▸ **PROMPT 1**
Answer these questions using the Merck v Ono summary:
(a) Which Court of Appeal decision supplied the 'obvious to try' guidance that the judge applied?
(b) What did Ono say it would not seek in the UK if it won its infringement case, and on what condition?
(c) Over what prior art did the judge hold the Patent to be novel?
▸ **PROMPT 2**
Reproduce the part of the Merck v Ono summary that starts at the words "Merck Sharp & Dohme Ltd" and ends after the words "novelty and sufficiency.", without changing anything.

Merck Sharp & Dohme Ltd v Ono Pharmaceutical Co Ltd & Anor  EWHC 2973 (Pat)
In Merck Sharp & Dohme v Ono & BMS  EWHC 2973 (Pat), Birss J held that Ono’s patent (under which BMS is the exclusive licensee), with claims to anti-PD-1 antibodies which inhibit the immunosuppressive signal of PD-1 for cancer treatment, is valid. Merck sought to challenge the validity of the patent, raising a wide variety of attacks on the patent, including added matter, insufficiency, loss of priority, anticipation and obviousness. The case raised a number of points of legal interest including the role of plausibility in priority, novelty and sufficiency.
Merck had admitted that, if the patent were found valid, its proposed dealings in its product for treating melanoma would infringe. Unusually, Ono indicated that if it won its infringement case, it would not seek an injunction in the UK provided an appropriate royalty was paid by Merck, to be agreed or decided by the court.
In concluding that the patent was valid, Birss J held that the mouse models for cancer in the priority document (and the patent) provided support for the claimed invention, such that the Patent was entitled to its priority date. Further, because the skilled person would appreciate that these results would have broad application in treating cancer (because the PD-1 blockade effects the immune system, rather than being directed to an attribute of any particular type of cancer) it was plausible that the invention would be effective for treating a wide variety of cancers and so the claims were sufficient. The Judge also held that the Patent was novel over the mouse models for autoimmune disease contained in the prior art as these did not amount to a ‘disclosure’ of the claimed invention.
The judge applied the ‘obvious to try’ guidance set out by the Court of Appeal in its recent decision in Teva v Leo  EWCA Civ 780, holding that although it would not have been inventive to the skilled person to carry out tests which would have led to the invention, the skilled person would not have had a sufficient expectation that the outcome would be successful to render the claimed invention obvious.

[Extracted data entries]
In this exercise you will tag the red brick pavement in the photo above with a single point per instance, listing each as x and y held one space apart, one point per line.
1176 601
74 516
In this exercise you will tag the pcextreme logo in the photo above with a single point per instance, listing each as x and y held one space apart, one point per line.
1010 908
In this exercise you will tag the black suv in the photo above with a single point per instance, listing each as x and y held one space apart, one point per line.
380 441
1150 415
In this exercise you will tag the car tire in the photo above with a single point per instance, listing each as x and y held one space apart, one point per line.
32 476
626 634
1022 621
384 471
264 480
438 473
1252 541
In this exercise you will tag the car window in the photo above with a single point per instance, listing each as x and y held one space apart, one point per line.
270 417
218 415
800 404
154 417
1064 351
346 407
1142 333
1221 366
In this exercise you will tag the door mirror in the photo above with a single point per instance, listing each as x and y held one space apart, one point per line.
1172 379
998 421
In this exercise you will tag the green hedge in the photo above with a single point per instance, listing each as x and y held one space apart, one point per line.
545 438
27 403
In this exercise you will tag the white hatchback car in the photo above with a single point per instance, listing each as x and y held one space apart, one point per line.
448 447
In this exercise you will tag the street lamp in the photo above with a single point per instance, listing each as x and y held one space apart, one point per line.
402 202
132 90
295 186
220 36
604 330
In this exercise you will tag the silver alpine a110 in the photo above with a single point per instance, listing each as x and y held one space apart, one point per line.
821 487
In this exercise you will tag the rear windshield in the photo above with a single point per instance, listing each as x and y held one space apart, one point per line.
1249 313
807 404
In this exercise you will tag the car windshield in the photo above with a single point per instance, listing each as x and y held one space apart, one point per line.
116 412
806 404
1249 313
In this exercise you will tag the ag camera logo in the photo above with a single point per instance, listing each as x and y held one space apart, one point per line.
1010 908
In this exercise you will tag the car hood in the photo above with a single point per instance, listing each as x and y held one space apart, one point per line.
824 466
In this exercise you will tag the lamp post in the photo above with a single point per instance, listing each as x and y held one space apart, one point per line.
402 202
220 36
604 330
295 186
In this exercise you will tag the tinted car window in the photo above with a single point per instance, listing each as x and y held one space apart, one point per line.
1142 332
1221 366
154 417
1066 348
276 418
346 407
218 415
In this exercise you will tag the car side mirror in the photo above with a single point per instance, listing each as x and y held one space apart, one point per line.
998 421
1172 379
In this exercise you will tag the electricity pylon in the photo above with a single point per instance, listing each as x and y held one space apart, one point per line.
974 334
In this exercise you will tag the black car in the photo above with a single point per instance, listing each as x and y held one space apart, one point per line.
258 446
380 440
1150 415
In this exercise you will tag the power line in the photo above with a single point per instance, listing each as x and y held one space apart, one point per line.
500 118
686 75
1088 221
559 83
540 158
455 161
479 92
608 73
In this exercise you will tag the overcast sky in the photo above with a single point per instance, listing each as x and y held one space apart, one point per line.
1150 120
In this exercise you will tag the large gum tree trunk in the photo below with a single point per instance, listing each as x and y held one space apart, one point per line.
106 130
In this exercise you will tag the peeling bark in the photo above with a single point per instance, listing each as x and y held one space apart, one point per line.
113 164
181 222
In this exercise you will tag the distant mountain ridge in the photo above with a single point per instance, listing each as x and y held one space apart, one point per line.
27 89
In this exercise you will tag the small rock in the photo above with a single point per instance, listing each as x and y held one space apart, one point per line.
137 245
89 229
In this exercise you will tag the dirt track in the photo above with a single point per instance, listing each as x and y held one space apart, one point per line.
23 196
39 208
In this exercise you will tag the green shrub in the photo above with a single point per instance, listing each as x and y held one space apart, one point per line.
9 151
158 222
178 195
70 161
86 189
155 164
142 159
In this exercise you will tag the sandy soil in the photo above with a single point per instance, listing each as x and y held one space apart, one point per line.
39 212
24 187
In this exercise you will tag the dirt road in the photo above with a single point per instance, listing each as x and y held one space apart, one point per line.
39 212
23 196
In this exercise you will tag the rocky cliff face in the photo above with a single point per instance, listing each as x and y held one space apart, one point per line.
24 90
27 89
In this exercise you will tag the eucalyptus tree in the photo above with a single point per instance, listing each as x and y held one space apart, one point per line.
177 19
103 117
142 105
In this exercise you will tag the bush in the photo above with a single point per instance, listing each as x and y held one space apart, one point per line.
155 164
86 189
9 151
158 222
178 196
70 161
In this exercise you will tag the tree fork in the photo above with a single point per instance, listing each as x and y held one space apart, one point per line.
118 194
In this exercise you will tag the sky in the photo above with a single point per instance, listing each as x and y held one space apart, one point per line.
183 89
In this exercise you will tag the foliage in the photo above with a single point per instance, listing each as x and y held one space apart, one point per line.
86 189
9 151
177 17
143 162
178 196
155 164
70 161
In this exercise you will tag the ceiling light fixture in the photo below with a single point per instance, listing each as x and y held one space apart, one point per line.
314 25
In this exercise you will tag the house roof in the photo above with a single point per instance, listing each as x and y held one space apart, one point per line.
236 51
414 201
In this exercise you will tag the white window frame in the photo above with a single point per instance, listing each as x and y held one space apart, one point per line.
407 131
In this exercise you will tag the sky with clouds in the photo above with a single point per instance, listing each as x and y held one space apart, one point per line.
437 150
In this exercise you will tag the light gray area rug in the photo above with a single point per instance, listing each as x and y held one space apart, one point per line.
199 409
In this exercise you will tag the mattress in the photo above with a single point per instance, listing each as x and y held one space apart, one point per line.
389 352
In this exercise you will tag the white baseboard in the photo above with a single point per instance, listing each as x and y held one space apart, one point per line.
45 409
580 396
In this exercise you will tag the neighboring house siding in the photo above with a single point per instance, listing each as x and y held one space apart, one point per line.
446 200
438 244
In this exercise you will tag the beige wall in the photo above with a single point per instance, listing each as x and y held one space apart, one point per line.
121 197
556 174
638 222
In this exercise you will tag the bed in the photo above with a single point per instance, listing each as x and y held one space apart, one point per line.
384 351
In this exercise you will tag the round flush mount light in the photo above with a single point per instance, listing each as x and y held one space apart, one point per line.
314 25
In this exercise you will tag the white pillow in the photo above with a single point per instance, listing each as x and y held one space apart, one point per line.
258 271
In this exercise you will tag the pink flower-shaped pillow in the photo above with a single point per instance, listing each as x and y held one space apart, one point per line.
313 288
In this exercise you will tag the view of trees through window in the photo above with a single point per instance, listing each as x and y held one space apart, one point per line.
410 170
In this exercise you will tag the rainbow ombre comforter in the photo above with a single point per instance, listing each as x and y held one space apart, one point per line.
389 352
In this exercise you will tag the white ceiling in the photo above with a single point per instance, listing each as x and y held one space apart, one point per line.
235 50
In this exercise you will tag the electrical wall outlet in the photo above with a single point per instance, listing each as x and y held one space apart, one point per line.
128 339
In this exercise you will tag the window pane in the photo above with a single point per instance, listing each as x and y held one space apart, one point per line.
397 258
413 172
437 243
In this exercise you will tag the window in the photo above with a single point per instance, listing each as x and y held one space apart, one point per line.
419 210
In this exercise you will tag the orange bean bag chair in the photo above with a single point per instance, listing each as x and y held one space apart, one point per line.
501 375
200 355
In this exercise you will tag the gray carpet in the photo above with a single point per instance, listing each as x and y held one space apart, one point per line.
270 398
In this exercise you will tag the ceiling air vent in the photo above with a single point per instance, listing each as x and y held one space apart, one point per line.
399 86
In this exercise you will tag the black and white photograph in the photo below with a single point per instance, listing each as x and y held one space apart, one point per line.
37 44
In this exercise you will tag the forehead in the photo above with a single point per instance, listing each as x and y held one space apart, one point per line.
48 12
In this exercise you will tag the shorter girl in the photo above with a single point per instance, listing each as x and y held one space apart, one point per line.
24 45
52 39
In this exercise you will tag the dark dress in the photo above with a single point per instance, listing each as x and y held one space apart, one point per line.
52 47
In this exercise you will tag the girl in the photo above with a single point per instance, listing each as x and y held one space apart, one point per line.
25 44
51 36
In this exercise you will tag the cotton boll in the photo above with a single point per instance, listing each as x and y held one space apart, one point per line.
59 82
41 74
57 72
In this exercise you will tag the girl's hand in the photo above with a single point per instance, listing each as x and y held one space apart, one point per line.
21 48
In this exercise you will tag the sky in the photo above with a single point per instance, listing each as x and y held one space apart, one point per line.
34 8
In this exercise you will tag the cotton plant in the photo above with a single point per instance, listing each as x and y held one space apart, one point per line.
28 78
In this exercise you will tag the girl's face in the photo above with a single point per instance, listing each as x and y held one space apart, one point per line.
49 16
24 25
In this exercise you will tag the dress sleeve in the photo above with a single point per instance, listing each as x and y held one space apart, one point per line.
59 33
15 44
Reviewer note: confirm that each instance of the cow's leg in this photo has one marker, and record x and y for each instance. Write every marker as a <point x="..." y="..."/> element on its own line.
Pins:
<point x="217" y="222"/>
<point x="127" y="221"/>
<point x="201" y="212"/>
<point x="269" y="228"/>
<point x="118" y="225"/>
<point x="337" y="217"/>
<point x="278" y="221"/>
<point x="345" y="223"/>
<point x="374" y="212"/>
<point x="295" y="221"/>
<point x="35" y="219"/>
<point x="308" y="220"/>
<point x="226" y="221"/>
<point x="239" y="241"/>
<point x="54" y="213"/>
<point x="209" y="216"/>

▸ **EXERCISE SOLUTION 1**
(a) Teva v Leo.
(b) An injunction, provided Merck paid an appropriate royalty, to be agreed or decided by the court.
(c) The mouse models for autoimmune disease contained in the prior art.

▸ **EXERCISE SOLUTION 2**
Merck Sharp & Dohme Ltd v Ono Pharmaceutical Co Ltd & Anor  EWHC 2973 (Pat)
In Merck Sharp & Dohme v Ono & BMS  EWHC 2973 (Pat), Birss J held that Ono’s patent (under which BMS is the exclusive licensee), with claims to anti-PD-1 antibodies which inhibit the immunosuppressive signal of PD-1 for cancer treatment, is valid. Merck sought to challenge the validity of the patent, raising a wide variety of attacks on the patent, including added matter, insufficiency, loss of priority, anticipation and obviousness. The case raised a number of points of legal interest including the role of plausibility in priority, novelty and sufficiency.